Johnny Guitar Watson, who was born in Houston in 1935, should be on everyone’s short list of the most talented blues musicians ever. He was, of course, an extraordinary guitarist who was both deeply rooted in the tradition, but an important innovator as well. He was also a gifted vocalist, pianist and songwriter. A Rhino Records compliation, The Very Best of Johnny Guitar Watson, that was released in 1999, is not the most comprehensive or wide ranging collection of tunes but this eighteen song collection focuses on his earliest and bluesiest sides. Motor Head Baby, I Got Eyes, Hot Little Mama, Gangster of Love and a great instrumental recorded with Floyd Dixon called, The Late Freight Twist are included here. However the slow blues classic Three Hours Past Midnight which features one of the most intense guitar solos ever recorded is my choice from this well conceived compilation.
Bobby “Blue” Bland has a marvelous compilation of tunes that cover the first 30 years of his career, from 1952-1982. The two disc, 50 song compilation simply called, The Anthology is the only collection that includes all of Bland’s 25 r&b top ten hits. Included here are Stormy Monday Blues, Turn on Your Love Light, Further on Up the Road, Blind Man, Yield Not to Temptation, It’s My Life Baby and others. I went with a tune that became a blues standard, I Smell Trouble which features Houston guitarist Clarence Holliman who was a session player for Peacock records as early as his high school years when he would skip out of Wheaton High School in the Fifth Ward to play on Robey’s fledgling label. He was the principal guitarist on most of Bland’s 50’s sessions.
Houston Homeboys: Texas Guitar Killers is an extraordinary compilation whose title is pretty self-explanatory. This twenty five song collection was released in 2011 on El Paso Records and available exclusively through Blue Beat Music. The album features a whole laundry list of Houston guitarists, both in bands with vocalists and in instrumental settings. The album’s opening track was a previously unreleased Clarence “Gatemouth” Brown tune entitled Swinging the Gate. The rest of the twenty four tracks feature everybody from Albert Collins, Earl Gilliam, Clarence Green, Cal Green, Texas Johnny Brown, Little Irvin and others from roughly a twenty year period from the late forties through late sixties. I pulled the tune Freight Train’s Rollin’ by Cal Green. This previously unissued recording from 1953 also features Connie McBooker on piano and vocals.
Grady Gaines and the Texas Upsetters’ Full Gain is a 1998 Black Top Records release and it is an example of what made this label so special. This record helped put the players in this all star band of Houstonians back on the map. Gaines is at the helm here but he shares the spotlight and album cover with his Texafornian brother, vocalist and guitar player Roy Gaines, as well as guitarist Clarence Holliman. Vocalists Joe Medwick and Teddy Reynolds share vocal duties with Roy. This album has some fine instrumentals as well. It is one of these, Full Gain, which features all of these great players and in particular puts the spotlight on the terrific piano playing of Teddy Edwards.

▸ **Directives**:
A. Answer these questions about the blues album reviews:
(i) In what year was Johnny Guitar Watson born?
(ii) Which high school would Clarence Holliman skip out of to play on Robey's label?
(iii) On which label was Houston Homeboys: Texas Guitar Killers released?
B. Can you print the stretch of the blues album reviews from "Johnny Guitar Watson, who" through "well conceived compilation.", copied word for word?

(Records from a dataset)
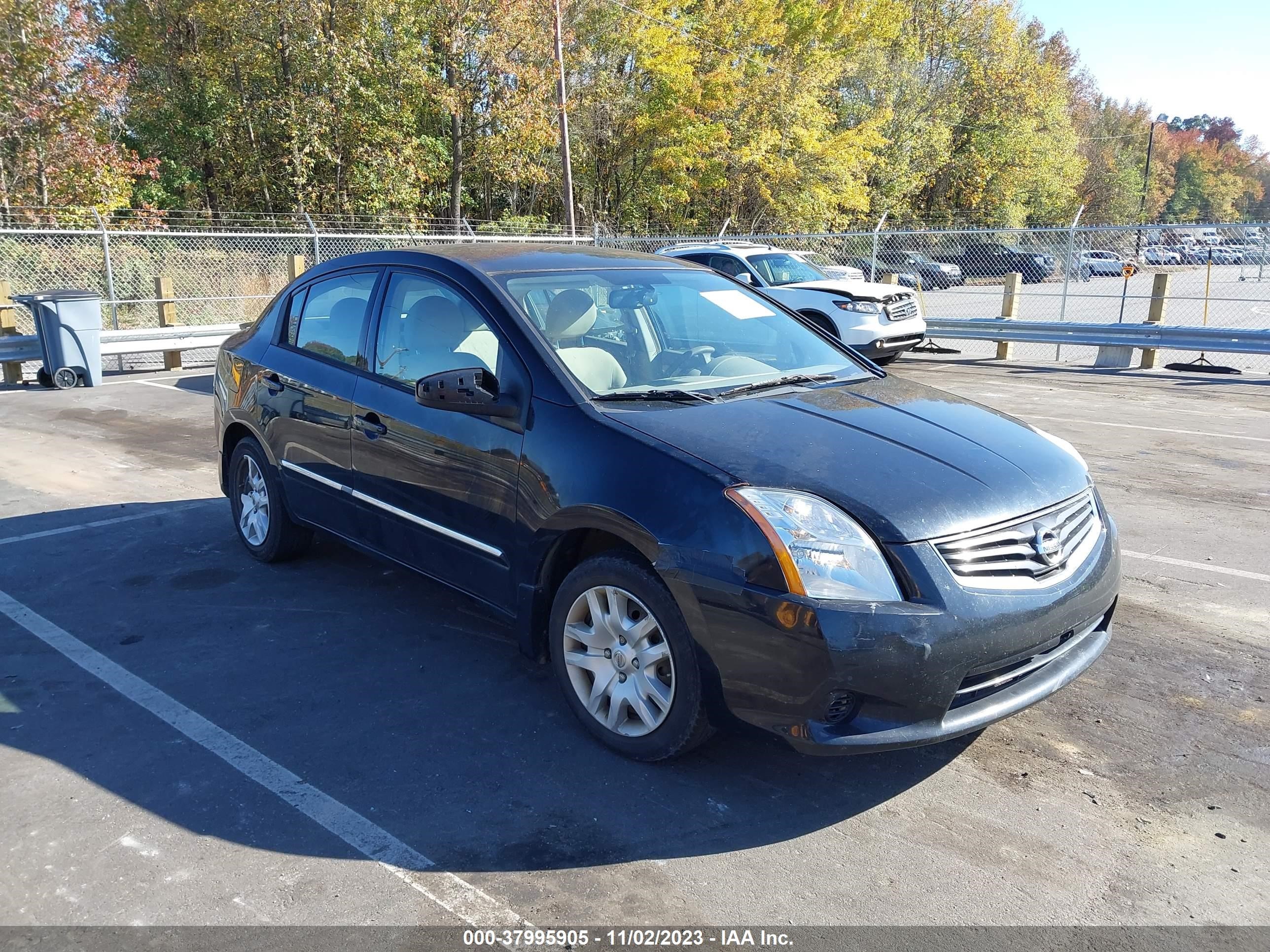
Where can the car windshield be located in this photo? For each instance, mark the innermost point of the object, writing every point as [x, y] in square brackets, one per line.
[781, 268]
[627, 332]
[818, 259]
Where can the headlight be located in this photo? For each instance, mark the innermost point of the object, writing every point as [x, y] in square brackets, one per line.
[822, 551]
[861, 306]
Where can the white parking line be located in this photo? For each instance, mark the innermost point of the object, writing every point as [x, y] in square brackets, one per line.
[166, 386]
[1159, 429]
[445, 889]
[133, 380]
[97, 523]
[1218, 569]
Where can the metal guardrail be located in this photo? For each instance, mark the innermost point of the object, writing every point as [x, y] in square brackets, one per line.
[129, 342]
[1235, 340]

▸ **Outputs**:
A.
(i) 1935
(ii) Wheaton High School
(iii) El Paso Records

B.
Johnny Guitar Watson, who was born in Houston in 1935, should be on everyone’s short list of the most talented blues musicians ever. He was, of course, an extraordinary guitarist who was both deeply rooted in the tradition, but an important innovator as well. He was also a gifted vocalist, pianist and songwriter. A Rhino Records compliation, The Very Best of Johnny Guitar Watson, that was released in 1999, is not the most comprehensive or wide ranging collection of tunes but this eighteen song collection focuses on his earliest and bluesiest sides. Motor Head Baby, I Got Eyes, Hot Little Mama, Gangster of Love and a great instrumental recorded with Floyd Dixon called, The Late Freight Twist are included here. However the slow blues classic Three Hours Past Midnight which features one of the most intense guitar solos ever recorded is my choice from this well conceived compilation.